**Problem set**
A – Reproduce the part of the forum thread on choosing a processor starting with "AFA price of" and going on through "want my opinion)".
B – Resume the forum thread on choosing a processor, picking up right after its last line.

#### Given passage

AFA price of the Board is concerned I got it from Np Delhi and confirmed it with ebay.in

RAM does not make much of a difference. How ever i would choose a faster ram rather than more ram. In other words I would go for 2GB 1333 Mhz rather then 4GB 800 Mhz. You can go with 4GB 1333 as well if  your budget permits, its just 1300 bucks for a 4GB G.Skill or Corsair stick. (Both are good choose any. I'd go for G.Skill if do you want my opinion)

HDD - 1 TB WD green best n inexpensive

Case you already decided, but I wonder if that would suit your budget it 5K+

Finally go with what your heart says ...... if you want quality, that should last long, no nonsense issues, just works ... and ofcourse you can afford as well... I'd say go for ... i3 2100 and H67 combo ......


----------



## Cilus (Sep 3, 2011)

Aj12, we have never suggested you E-350 which is just a nettop processor, not a desktop one. So obviously i3 2100 wins. We were talking about A8 3800 processors.
Kro, AMD driver has driver instability problems when you Crossfire a dedicated GPU with the Llano's integrated GPU, but the problem is only some of the games, not in wathcing movies.
2ndly AMD driver's has also improved a lot in non-Windows based OS like Linux.

Here is one quote from wikipeia:-


> Linux version has been criticized for its perceived stability and performance issues as well as lack of options. The state of the driver has improved over time with AMD trying to work in concert with application developers, although for most instances the drivers are considered to be solid enough for most tasks and functional for most users.[13]



Also the problems are mainly in some gaming and for developer's point of view, not for movie watching in any days.


----------



## jagdish (Sep 3, 2011)

Aj12,As cilus has mentioned driver problem is with crossfire configuration again AMD is now releasing new driver update every month so that issue will probably solved. its all finally depends on you in my opinion AMD liano is the way to go.


----------



## Piyush (Sep 3, 2011)

Aj12 said:


> i have decided to go for the i3 & h67 combo over the E350 Apu


Why are you comparing i3 2xxx with E350?
if you want to compare i3 with something, then it should be E3850


----------



## Aj12 (Sep 3, 2011)

i am still at a loss on what to choose

i3 2100 or amd a8 3850

There seems to be some confusion on here over which one has better multimedia playback. The reviews I have seen have always favored Llano

AMD A6-3650 Llano APU Performance Review - HotHardware

A8-3850 vs. Core i3-2100 CPU Review | Hardware Secrets

Llano vs. Sandy Bridge: HTPC Performance - Bjorn3D.com

AnandTech - AMD A8-3850 : An HTPC Perspective



Piyush said:


> Why are you comparing i3 2xxx with E350?

########
#### Information supplied

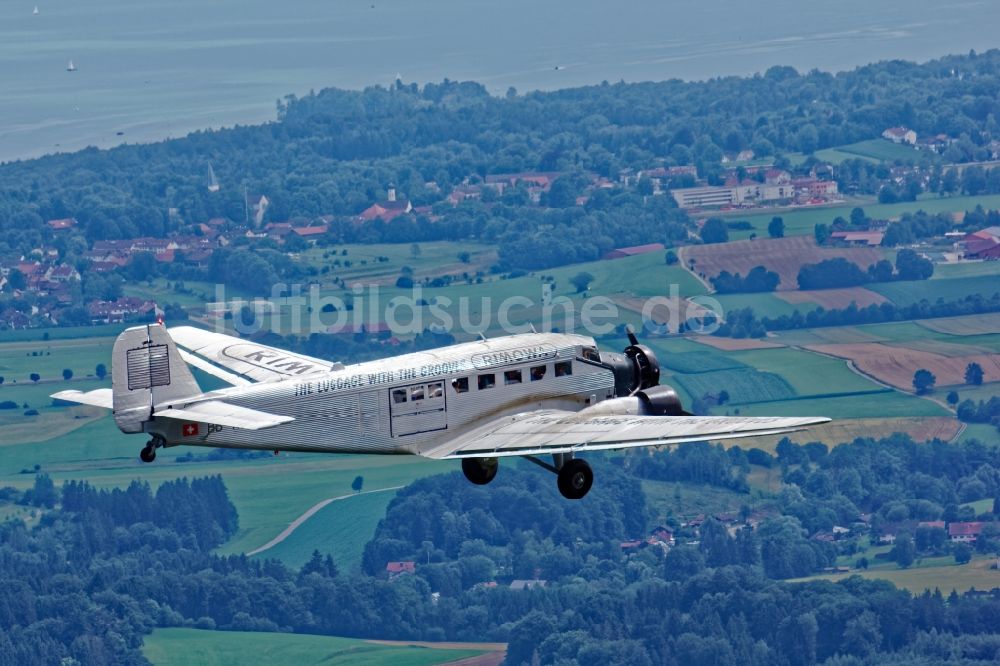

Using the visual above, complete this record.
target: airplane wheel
[559,458,594,499]
[462,458,500,486]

########

**Response list**
A –
AFA price of the Board is concerned I got it from Np Delhi and confirmed it with ebay.in

RAM does not make much of a difference. How ever i would choose a faster ram rather than more ram. In other words I would go for 2GB 1333 Mhz rather then 4GB 800 Mhz. You can go with 4GB 1333 as well if  your budget permits, its just 1300 bucks for a 4GB G.Skill or Corsair stick. (Both are good choose any. I'd go for G.Skill if do you want my opinion)

B –
> if you want to compare i3 with something, then it should be E3850



@ Cilus & Piyush

you got me all wrong or rather its my fault but what i meant to say is that
i chose to go with the i3 over the E350 mainly due to an increase in my budget..
and not by comparing its performance with the i3.


----------



## Cilus (Sep 4, 2011)

If you take my suggestion to build a HTPC, then I would suggest you to drop the idea of both Llano due to its price (it is not at all cheap) and i3 2100 because it is simply not required. I will suggest you to go with a normal Athlon Ii quad core within 4K, a standard and cheap AM3 board and a low end graphics card. They will offer you more control over your hardware. It will enable to you to control CPU speed, GPU speed more efficiently.

My suggestion will be:-
Athlon II X4 635 @ 4K
Gigabyte GA-MA78LMT-S2 @ 2.5K
Corsair 4 GB 1333 MHz Value DDR3 @ 1.2K
Asus GT 520 1 GB GDDR3 @ 3K/Sapphire HD 5670 512 MB GDDR5 @ 4.2K

Total: 10.7K. This config is well balanced and GT 520 is more than enough to play all HD content with GPU acceleration. In case of Llano or Sandybridge, probably the CPU + motherboard will cross 10K.


----------



## Piyush (Sep 4, 2011)

^^this looks promising


----------



## Tenida (Sep 4, 2011)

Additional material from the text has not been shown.